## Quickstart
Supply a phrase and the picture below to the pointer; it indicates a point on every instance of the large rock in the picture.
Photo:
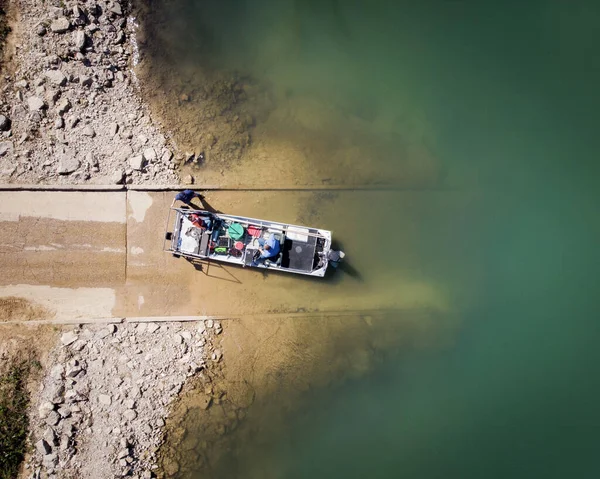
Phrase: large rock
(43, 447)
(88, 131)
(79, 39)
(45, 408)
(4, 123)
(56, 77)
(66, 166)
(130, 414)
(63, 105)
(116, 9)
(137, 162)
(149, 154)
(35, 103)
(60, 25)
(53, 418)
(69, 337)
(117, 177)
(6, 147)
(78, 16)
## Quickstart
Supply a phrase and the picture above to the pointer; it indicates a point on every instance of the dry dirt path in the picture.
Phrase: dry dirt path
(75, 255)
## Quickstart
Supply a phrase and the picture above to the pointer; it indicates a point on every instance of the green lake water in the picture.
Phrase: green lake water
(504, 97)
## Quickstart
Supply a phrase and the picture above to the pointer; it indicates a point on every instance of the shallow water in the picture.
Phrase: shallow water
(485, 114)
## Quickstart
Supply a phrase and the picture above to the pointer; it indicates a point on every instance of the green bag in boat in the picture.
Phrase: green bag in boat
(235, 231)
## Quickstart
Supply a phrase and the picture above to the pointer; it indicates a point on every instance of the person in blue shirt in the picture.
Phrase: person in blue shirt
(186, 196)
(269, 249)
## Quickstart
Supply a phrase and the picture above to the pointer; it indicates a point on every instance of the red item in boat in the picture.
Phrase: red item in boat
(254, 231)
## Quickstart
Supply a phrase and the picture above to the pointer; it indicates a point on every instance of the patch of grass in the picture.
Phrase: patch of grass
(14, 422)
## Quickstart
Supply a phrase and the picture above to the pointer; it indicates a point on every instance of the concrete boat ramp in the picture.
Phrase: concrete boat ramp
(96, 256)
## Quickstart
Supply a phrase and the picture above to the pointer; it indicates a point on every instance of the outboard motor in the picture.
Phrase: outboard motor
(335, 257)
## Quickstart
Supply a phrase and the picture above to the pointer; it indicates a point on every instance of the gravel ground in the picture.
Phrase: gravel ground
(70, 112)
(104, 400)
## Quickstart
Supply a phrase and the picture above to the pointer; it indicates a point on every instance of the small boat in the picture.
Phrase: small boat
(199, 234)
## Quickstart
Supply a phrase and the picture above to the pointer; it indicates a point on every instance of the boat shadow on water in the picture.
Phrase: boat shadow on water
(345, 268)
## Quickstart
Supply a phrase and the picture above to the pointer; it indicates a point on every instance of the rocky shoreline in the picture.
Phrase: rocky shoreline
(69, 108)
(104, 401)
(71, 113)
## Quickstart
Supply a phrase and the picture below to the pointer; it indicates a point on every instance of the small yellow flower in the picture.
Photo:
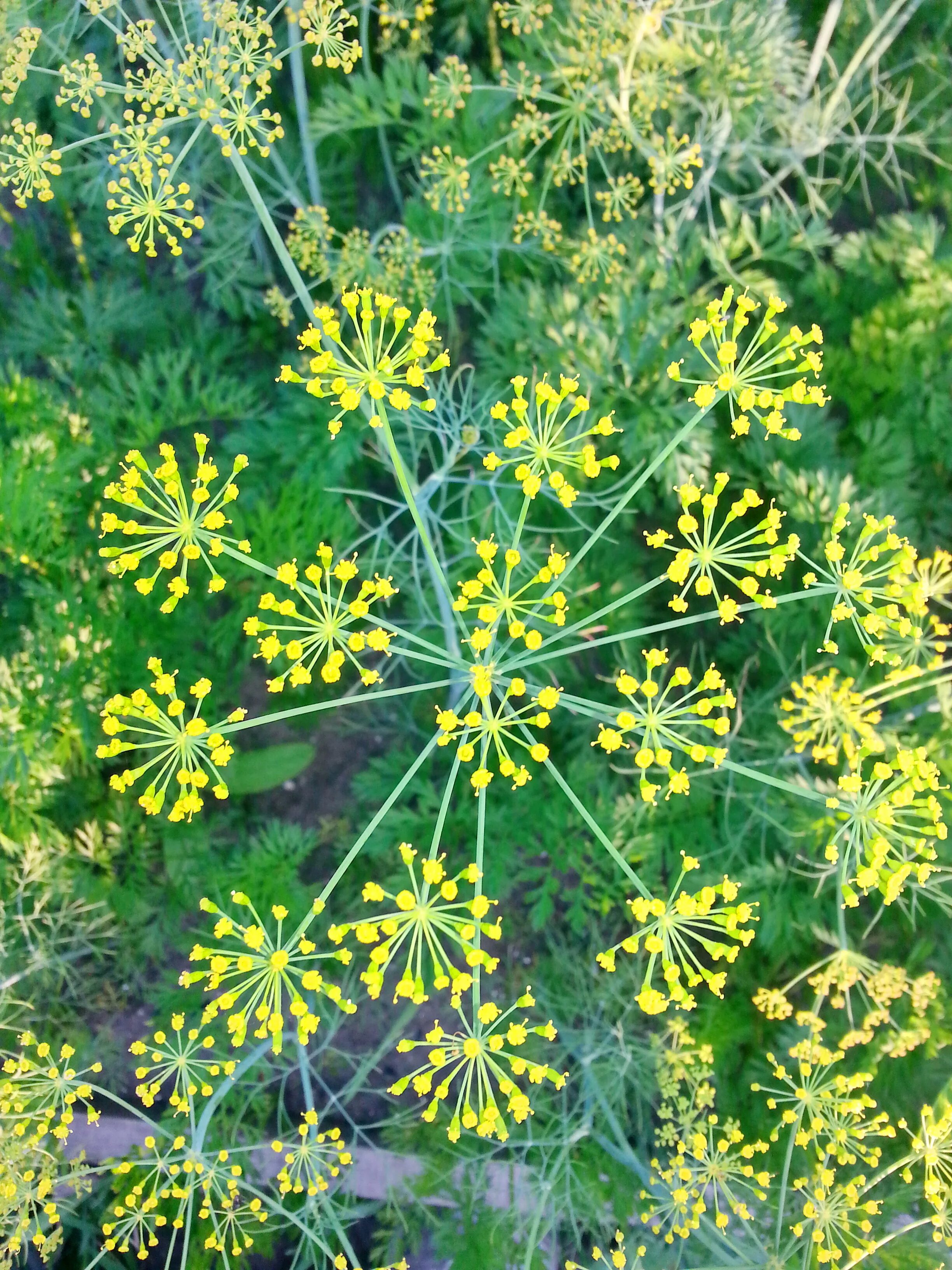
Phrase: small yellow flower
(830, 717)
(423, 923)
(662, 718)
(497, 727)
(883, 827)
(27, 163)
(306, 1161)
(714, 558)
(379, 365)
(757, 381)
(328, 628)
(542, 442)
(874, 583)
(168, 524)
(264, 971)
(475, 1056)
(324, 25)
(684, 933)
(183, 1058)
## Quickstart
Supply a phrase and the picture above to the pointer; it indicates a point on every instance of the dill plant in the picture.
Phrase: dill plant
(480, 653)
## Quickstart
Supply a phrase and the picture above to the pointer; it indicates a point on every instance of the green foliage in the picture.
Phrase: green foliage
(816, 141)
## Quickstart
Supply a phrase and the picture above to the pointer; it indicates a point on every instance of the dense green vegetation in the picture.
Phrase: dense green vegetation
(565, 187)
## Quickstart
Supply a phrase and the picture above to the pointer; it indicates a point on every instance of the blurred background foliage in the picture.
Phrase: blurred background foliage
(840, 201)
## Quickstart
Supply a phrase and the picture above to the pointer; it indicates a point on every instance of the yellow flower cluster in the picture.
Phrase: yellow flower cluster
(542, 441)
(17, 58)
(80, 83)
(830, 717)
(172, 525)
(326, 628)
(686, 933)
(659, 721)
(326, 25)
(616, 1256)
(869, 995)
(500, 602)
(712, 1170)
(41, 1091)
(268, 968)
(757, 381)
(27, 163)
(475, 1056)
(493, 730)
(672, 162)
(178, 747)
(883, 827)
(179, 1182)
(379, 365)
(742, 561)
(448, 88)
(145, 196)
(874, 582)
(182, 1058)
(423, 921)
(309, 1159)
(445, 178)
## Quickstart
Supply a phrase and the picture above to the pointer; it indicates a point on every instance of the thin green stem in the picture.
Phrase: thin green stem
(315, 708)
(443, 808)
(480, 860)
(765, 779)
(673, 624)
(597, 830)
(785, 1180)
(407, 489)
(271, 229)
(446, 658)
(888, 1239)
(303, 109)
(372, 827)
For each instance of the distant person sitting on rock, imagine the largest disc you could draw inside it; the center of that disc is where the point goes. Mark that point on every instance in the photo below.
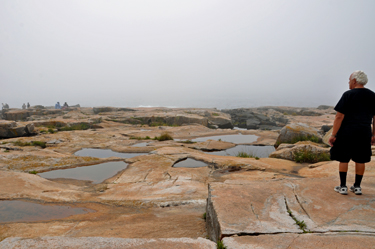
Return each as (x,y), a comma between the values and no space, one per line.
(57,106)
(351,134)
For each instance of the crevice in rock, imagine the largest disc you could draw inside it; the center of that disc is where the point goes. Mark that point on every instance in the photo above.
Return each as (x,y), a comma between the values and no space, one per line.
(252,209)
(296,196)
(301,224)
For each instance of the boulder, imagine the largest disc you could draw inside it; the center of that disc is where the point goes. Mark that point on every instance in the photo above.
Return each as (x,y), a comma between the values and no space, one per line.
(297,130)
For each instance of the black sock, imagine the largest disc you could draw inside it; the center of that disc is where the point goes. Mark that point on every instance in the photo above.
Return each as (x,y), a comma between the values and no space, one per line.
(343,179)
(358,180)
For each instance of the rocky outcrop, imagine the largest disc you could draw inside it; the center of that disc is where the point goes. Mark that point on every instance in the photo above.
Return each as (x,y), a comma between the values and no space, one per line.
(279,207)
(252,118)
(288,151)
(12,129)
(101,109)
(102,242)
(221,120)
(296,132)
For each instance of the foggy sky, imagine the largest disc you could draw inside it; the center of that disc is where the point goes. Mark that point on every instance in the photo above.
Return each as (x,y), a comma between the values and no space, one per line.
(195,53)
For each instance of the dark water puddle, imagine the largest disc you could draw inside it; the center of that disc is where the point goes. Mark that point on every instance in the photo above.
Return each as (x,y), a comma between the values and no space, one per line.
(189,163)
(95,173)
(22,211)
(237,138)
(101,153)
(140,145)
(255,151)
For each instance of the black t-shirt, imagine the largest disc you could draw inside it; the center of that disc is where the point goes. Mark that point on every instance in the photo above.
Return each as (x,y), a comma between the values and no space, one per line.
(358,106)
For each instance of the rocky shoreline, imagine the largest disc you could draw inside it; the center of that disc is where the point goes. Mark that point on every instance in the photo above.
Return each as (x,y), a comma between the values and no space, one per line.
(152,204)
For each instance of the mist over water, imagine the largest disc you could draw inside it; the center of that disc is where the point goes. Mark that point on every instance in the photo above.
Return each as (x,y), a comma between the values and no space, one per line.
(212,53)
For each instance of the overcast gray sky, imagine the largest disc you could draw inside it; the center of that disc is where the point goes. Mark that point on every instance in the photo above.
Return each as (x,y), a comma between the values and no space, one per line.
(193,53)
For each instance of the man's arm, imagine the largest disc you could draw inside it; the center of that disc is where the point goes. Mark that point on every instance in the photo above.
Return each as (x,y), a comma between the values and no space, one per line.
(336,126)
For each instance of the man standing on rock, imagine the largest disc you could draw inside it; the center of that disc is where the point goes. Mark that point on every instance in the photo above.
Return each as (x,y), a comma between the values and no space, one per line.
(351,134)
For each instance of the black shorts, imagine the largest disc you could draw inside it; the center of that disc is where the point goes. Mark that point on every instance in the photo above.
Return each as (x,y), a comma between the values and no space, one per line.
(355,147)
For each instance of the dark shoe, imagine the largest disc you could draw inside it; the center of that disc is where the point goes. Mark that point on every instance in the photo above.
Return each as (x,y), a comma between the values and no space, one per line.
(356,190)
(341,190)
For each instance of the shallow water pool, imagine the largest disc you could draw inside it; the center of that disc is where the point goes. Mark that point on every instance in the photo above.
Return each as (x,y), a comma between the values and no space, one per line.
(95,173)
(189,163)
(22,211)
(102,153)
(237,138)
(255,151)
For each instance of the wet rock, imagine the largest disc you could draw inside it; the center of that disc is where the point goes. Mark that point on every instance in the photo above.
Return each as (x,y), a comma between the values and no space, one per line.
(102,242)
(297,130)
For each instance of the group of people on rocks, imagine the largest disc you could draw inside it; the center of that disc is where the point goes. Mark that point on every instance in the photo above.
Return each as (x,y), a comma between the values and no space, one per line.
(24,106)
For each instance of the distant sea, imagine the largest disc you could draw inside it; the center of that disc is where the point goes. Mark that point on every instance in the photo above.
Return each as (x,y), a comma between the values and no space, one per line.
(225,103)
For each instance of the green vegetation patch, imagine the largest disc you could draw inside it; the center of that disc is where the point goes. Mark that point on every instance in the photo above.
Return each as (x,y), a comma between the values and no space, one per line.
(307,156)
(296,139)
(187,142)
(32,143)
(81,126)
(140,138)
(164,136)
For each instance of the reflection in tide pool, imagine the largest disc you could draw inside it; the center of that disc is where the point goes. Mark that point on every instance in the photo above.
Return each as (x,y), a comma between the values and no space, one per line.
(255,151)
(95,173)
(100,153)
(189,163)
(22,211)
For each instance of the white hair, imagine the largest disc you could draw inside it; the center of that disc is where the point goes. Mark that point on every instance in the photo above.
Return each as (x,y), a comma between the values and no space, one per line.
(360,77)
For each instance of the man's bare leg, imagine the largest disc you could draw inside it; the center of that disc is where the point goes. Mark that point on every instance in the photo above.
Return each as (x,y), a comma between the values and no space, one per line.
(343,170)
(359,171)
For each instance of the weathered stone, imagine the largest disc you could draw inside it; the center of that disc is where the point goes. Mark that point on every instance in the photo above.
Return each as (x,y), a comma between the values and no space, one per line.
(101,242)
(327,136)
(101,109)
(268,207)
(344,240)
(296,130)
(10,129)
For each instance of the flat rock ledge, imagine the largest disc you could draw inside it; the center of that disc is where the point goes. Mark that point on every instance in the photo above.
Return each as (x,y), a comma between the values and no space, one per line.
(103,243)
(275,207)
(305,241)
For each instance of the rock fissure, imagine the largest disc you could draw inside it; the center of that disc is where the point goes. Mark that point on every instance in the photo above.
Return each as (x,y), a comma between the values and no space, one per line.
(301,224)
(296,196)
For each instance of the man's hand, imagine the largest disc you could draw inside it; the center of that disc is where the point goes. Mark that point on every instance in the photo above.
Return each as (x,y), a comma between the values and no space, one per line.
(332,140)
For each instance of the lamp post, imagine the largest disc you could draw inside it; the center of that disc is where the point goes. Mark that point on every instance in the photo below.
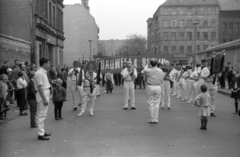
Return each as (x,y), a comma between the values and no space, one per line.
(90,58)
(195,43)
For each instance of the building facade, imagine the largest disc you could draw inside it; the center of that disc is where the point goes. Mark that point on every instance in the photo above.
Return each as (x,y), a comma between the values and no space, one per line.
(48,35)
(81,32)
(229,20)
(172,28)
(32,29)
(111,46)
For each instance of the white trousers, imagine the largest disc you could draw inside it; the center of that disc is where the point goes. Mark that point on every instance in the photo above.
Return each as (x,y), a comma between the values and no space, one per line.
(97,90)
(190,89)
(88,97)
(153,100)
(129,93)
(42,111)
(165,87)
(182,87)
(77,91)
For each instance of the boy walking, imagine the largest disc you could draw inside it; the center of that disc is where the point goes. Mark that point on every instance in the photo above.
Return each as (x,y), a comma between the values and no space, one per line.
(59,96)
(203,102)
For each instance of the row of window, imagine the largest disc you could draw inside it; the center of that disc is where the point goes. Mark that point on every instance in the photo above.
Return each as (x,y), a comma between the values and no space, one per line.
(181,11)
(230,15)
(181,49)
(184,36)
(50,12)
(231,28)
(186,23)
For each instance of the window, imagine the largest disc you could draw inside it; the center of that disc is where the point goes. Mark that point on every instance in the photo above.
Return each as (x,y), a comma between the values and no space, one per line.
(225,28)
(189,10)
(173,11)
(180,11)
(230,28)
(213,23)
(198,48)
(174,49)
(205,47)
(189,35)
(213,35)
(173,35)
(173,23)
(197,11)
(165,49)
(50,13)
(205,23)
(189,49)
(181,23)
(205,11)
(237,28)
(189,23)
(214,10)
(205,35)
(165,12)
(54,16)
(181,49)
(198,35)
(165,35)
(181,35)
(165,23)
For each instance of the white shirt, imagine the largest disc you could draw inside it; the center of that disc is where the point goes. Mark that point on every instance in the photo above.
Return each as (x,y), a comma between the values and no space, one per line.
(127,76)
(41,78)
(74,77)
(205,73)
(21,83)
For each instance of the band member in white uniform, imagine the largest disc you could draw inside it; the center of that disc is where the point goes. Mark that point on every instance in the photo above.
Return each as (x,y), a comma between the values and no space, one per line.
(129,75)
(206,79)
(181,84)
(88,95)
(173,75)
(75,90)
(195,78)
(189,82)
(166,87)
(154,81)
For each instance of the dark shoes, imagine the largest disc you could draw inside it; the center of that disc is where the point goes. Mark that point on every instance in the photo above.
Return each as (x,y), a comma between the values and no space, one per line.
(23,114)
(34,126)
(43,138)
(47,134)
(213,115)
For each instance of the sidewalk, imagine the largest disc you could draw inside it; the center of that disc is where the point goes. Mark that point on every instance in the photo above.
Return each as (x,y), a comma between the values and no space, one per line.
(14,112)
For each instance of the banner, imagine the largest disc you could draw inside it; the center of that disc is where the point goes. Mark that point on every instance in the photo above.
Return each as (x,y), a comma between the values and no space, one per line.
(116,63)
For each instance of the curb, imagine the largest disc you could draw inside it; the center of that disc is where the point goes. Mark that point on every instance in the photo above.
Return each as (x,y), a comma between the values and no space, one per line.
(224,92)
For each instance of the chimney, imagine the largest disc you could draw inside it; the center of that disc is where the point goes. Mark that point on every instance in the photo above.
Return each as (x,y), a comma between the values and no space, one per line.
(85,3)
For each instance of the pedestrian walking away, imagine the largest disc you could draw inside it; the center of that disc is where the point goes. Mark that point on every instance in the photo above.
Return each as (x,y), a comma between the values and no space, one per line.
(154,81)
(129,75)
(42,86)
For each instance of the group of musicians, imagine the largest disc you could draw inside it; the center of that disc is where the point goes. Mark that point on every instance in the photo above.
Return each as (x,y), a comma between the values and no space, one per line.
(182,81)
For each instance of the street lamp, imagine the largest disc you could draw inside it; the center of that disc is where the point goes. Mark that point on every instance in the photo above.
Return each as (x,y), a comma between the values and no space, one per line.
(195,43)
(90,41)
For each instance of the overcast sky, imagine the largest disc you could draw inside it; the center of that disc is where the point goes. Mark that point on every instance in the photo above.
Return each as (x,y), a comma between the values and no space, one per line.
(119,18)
########
JOB
Your output consists solely of the lines from the one with "For each instance of the curb, imagine" through the last line, copied exactly.

RESPONSE TO THE TASK
For each instance of the curb, imagine the largest disc you could draw inside it; the center of that disc is where the point goes. Mark that point on every instance in the photo above.
Return each as (x,y), a comma between the values and no space, one per line.
(224,92)
For each instance of the chimney, imagine the largest disc you could draw inside it; the center of that disc is where the point goes. Mark that point on every instance in the photo above.
Return each as (x,y), a comma between the values and no space, one per line.
(85,3)
For each instance of the pedestrian walking away, imagine the largest disc you could draw inside it; the center of that disc is where the point goes. Mark that point on every instance in the photo above.
Return each as (x,y), a comma between the values and no space, one per line.
(154,81)
(129,75)
(42,86)
For each instance of the group of musicians, imagine the largest disc you could draw inside it; the center of that disc is where the point goes. Mark that point on every instance in the photo above.
Return each as (x,y), a comma between the values and no space, one per line.
(182,81)
For each instance of the street lamp, imagine the largest disc you could draw inside it; the center of that disc is where the point goes. Mark that point on every instance in the photo above.
Return each as (x,y), a comma between the values and no space, one per line.
(195,43)
(90,41)
For each instance of the overcast sky, imagine the largest disc you could draw inside it; the center of that disc is where the point goes. Mark that point on every instance in the photo above.
Return each as (x,y), a comma between the values and no space, one per line.
(119,18)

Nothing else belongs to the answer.